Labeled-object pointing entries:
▽
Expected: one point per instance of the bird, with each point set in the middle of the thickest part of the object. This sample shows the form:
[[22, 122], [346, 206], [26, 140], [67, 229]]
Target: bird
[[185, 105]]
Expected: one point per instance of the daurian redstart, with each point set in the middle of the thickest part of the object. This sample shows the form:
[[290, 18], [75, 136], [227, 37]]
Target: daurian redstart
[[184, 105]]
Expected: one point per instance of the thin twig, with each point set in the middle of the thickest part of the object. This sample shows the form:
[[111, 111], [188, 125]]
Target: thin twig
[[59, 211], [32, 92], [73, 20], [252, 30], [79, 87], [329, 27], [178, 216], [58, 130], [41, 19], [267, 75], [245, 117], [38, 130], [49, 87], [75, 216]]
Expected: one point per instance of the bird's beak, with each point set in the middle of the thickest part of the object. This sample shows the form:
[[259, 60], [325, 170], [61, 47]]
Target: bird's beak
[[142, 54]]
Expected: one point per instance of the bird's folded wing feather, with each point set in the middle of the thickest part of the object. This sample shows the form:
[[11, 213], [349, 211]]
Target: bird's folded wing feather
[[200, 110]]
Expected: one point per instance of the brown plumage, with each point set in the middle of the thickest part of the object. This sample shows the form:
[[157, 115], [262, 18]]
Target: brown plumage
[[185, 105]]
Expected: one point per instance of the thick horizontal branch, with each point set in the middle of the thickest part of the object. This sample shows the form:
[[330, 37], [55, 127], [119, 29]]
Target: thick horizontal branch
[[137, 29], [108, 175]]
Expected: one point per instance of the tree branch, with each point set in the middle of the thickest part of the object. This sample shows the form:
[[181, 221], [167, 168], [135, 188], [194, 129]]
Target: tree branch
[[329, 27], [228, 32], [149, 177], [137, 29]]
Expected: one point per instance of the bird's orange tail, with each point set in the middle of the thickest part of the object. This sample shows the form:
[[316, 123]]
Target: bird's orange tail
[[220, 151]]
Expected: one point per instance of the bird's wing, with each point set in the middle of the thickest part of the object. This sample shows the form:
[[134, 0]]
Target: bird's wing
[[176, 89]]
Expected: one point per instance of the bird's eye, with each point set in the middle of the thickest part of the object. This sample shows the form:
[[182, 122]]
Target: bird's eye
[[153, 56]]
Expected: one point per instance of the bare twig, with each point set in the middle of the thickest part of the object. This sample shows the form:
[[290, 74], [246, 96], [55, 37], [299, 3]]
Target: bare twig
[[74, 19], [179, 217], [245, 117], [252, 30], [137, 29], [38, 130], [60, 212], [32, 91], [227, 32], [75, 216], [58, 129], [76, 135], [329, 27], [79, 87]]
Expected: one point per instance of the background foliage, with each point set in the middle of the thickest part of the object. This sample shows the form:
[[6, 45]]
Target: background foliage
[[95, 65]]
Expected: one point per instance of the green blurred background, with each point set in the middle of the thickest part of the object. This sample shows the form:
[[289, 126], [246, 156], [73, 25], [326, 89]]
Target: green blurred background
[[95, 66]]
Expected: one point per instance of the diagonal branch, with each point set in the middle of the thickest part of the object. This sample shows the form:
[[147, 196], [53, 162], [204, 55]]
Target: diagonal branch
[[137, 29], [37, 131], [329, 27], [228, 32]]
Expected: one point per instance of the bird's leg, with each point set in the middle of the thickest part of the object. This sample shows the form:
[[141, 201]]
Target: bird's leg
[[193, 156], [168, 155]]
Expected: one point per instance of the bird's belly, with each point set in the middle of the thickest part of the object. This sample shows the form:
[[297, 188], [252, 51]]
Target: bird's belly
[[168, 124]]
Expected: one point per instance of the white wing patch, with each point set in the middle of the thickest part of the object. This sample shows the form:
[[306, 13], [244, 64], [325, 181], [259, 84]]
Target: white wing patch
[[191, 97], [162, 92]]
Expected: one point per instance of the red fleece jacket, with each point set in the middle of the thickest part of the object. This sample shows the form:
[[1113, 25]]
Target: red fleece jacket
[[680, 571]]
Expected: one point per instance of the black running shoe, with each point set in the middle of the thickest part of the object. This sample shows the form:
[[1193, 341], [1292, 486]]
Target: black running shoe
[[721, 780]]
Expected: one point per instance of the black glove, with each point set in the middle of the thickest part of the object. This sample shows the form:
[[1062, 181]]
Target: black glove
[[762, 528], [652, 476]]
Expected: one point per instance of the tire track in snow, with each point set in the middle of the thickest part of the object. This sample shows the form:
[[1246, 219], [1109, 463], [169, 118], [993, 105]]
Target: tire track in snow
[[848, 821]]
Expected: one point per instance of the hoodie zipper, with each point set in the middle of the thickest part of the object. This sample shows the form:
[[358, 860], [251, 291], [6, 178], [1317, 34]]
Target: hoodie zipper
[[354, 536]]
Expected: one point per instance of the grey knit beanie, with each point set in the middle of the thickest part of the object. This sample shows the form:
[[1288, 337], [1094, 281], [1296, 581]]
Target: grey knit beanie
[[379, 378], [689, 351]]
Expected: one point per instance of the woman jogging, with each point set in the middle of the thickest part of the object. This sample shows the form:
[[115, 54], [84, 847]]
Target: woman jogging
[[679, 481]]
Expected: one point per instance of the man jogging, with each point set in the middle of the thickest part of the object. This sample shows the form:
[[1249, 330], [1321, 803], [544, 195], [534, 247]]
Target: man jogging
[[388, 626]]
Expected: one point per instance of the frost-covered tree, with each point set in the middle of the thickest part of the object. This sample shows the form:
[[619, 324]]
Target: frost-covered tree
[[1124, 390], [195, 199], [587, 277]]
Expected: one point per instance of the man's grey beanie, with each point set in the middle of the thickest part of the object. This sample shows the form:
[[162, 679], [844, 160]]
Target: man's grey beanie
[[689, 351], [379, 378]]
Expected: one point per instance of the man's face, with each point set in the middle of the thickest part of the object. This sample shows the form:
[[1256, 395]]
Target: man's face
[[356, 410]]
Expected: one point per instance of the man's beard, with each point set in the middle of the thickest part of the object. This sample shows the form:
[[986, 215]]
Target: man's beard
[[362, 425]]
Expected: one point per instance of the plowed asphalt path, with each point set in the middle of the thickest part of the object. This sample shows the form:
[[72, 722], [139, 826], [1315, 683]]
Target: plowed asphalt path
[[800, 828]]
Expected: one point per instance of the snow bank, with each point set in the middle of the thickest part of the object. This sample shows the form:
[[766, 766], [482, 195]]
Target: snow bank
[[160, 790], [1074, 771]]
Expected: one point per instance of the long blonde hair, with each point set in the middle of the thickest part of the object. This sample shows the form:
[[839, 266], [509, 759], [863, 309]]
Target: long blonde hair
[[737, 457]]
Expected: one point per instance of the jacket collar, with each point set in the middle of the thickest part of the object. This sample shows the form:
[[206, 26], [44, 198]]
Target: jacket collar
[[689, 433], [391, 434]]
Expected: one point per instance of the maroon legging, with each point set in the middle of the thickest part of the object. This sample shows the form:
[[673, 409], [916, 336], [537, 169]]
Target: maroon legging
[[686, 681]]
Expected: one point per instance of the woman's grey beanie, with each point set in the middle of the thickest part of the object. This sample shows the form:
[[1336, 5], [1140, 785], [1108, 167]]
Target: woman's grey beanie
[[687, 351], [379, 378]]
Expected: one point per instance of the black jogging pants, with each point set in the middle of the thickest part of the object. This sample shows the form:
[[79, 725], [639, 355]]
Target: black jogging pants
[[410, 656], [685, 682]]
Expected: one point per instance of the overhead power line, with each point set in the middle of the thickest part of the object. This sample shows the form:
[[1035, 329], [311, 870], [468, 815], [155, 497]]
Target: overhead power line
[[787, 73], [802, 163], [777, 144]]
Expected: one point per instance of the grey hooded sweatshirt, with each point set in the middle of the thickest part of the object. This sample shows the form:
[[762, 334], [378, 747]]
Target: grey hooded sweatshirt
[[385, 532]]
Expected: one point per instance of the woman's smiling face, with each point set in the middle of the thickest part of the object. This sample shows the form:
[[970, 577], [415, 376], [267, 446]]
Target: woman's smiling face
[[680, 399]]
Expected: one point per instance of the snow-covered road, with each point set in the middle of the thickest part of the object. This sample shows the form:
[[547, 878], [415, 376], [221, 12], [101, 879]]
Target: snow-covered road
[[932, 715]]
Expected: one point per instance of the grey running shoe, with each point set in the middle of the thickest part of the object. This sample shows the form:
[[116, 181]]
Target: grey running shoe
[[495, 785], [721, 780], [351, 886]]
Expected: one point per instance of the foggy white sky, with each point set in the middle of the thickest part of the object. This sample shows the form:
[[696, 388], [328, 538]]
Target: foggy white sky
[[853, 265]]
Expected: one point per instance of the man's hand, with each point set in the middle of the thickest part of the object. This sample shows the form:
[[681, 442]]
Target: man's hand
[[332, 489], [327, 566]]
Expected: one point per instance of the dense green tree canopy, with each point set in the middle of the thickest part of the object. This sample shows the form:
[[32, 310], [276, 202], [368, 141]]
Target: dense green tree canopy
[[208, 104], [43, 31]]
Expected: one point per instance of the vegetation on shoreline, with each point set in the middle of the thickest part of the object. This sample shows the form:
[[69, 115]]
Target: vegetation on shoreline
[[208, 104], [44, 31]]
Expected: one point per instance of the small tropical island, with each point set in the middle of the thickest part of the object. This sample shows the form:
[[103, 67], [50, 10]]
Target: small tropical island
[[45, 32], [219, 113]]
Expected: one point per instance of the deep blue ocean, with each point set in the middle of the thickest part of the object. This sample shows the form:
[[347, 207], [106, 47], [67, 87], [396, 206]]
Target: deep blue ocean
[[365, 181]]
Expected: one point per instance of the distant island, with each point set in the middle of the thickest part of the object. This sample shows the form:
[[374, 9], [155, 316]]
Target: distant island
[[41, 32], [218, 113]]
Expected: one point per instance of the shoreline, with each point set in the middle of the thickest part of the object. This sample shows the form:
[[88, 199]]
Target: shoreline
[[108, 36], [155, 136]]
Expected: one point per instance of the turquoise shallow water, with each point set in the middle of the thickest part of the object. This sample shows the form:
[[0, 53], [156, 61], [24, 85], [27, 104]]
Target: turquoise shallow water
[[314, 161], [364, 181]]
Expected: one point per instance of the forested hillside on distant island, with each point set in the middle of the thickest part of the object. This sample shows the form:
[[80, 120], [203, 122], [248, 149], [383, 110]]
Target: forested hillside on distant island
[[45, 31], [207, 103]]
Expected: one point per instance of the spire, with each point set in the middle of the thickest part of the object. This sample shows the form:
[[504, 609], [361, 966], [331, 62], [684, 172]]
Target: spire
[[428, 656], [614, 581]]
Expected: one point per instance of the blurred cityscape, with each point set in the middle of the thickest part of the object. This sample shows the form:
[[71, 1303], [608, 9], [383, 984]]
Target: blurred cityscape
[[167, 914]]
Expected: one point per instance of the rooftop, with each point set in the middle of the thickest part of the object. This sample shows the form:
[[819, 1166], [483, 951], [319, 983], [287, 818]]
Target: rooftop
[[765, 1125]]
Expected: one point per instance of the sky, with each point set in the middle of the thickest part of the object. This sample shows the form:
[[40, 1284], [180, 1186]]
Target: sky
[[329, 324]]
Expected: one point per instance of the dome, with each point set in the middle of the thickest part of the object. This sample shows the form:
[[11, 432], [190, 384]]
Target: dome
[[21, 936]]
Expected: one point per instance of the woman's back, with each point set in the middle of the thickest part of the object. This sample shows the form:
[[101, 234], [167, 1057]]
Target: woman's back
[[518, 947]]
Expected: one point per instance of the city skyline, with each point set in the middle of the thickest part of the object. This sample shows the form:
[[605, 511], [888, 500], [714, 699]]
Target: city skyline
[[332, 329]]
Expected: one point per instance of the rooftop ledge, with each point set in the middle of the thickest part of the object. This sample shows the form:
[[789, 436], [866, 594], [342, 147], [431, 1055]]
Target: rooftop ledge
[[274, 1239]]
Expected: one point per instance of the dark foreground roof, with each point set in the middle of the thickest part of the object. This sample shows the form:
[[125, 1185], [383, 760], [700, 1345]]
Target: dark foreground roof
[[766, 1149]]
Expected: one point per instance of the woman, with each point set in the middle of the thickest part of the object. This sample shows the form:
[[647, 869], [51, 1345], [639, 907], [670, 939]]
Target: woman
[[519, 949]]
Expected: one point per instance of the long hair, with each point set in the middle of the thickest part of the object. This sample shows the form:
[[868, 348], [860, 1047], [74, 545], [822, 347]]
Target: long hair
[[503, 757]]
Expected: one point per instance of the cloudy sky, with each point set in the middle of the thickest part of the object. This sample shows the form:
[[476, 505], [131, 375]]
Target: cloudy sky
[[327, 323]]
△
▸ Required task
From the line containing "Expected: one point per instance of the rooftop ledge, with" through the closing line of the material above, return every line exactly and omit all others.

▸ Answer to the task
Expected: one point per instance of the rooftop ledge, with each point set in the middle of the thickest part of the object. This sample shows the form:
[[789, 436], [866, 594], [342, 147], [431, 1055]]
Target: rooftop ledge
[[274, 1239]]
Expected: one point per instance of the dark foreground roof, with each point set in the middle of the thickest part of the object. This sample shows the form:
[[125, 1185], [383, 760], [700, 1345]]
Target: dark foreground roof
[[766, 1149]]
Expected: one point per instance of the woman, with each point set in the middle of the thickest part of the object. This sample shows the form:
[[647, 869], [51, 1345], [639, 907], [670, 939]]
Target: woman
[[519, 949]]
Expected: one point per instance of the long hair, with each point set in the middle of the thickest part of the object. This sample shows the form:
[[868, 348], [860, 1047], [74, 545], [822, 347]]
Target: long hair
[[503, 757]]
Expected: one point per instance of the cloudy sky, with each point set in the middle of the thickest part of the object. This sample shows the form:
[[476, 505], [131, 375]]
Target: cloudy sky
[[327, 323]]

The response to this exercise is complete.